Take from the listing each line that has the string "mountain".
┌──
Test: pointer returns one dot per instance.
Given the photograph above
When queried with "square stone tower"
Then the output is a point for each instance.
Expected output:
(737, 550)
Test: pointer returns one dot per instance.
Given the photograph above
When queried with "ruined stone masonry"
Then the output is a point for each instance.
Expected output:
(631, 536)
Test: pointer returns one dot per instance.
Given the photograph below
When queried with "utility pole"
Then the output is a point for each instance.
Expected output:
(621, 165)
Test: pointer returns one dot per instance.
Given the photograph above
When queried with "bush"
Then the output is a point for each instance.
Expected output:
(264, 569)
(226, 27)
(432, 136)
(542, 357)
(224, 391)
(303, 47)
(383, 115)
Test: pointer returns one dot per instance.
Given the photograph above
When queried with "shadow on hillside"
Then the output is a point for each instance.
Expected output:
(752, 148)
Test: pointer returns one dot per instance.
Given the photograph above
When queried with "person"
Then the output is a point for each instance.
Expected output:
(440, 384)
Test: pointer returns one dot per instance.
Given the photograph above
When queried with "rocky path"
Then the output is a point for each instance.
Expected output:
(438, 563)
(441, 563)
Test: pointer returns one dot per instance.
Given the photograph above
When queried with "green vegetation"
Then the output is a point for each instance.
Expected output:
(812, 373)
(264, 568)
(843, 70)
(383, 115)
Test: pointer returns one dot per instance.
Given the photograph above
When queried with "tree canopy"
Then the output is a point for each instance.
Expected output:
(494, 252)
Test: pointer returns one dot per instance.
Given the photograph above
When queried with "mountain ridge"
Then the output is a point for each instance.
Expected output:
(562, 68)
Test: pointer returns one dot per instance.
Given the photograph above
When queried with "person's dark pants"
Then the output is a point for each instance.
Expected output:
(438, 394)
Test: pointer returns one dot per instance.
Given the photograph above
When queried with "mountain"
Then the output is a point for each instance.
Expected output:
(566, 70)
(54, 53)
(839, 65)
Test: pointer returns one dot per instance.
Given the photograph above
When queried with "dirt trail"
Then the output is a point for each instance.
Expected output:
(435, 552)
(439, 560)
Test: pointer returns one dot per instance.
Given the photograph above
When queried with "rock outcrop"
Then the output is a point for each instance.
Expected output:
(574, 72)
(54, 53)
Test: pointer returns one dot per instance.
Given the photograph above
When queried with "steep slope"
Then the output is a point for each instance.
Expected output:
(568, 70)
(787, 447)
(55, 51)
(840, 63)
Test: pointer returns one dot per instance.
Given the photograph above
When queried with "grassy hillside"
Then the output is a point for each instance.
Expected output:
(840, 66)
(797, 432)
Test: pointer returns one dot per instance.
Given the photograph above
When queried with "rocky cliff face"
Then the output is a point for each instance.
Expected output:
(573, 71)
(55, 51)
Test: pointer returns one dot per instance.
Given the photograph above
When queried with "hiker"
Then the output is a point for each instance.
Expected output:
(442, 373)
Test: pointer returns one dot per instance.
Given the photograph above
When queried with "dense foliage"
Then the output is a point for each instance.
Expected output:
└──
### [RESULT OF THE TASK]
When queried with "mountain ridge"
When queried with "mountain"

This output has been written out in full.